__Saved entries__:
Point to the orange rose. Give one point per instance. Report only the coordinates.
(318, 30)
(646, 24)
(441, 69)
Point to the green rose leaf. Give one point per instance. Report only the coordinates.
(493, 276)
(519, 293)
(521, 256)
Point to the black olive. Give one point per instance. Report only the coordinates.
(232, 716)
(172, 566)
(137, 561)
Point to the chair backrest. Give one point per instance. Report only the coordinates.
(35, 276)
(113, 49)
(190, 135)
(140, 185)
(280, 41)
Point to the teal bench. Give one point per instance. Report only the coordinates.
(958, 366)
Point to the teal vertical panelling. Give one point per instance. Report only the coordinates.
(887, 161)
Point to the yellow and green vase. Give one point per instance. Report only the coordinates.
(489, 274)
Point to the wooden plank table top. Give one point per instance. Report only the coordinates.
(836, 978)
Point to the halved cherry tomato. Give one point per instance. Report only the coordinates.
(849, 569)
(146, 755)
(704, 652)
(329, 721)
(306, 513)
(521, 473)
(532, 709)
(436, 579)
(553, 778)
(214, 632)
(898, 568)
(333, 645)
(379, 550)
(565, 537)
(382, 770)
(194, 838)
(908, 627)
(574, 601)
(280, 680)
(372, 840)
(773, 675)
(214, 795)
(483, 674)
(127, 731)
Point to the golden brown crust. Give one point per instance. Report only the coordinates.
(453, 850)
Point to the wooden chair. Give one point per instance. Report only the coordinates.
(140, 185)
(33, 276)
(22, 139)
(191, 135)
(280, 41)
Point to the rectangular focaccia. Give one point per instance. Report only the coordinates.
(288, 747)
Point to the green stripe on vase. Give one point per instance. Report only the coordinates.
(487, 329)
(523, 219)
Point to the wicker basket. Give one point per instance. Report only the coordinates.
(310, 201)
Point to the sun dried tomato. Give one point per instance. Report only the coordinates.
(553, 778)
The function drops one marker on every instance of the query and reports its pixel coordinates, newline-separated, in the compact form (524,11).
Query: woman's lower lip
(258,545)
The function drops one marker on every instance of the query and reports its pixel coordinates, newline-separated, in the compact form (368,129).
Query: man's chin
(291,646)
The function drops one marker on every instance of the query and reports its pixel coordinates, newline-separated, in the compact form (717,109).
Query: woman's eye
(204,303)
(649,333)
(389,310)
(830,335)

__Work task__:
Return only the lines between the one holding "Point to the golden" and the one holding "compact form (524,11).", inclusive, exactly as they appear above.

__Response area__:
Point to the golden brown crust. Give one point per instance. Report only the coordinates.
(453, 850)
Point to the wooden chair. Give one point per instance. Report only the coordinates.
(140, 185)
(33, 276)
(22, 139)
(191, 135)
(280, 41)
Point to the rectangular focaccia. Give one point per instance. Report only the coordinates.
(288, 747)
Point to the green stripe on vase. Give one point per instance. Report only the coordinates.
(487, 329)
(523, 219)
Point to the wicker basket. Give one point per instance. Report only the coordinates.
(310, 201)
Point to the sun dried tomato. Give one point per instance. Report only the coordinates.
(553, 778)
The function drops one marker on every instance of the query and reports its pixel coordinates, newline-separated, in the compact form (524,11).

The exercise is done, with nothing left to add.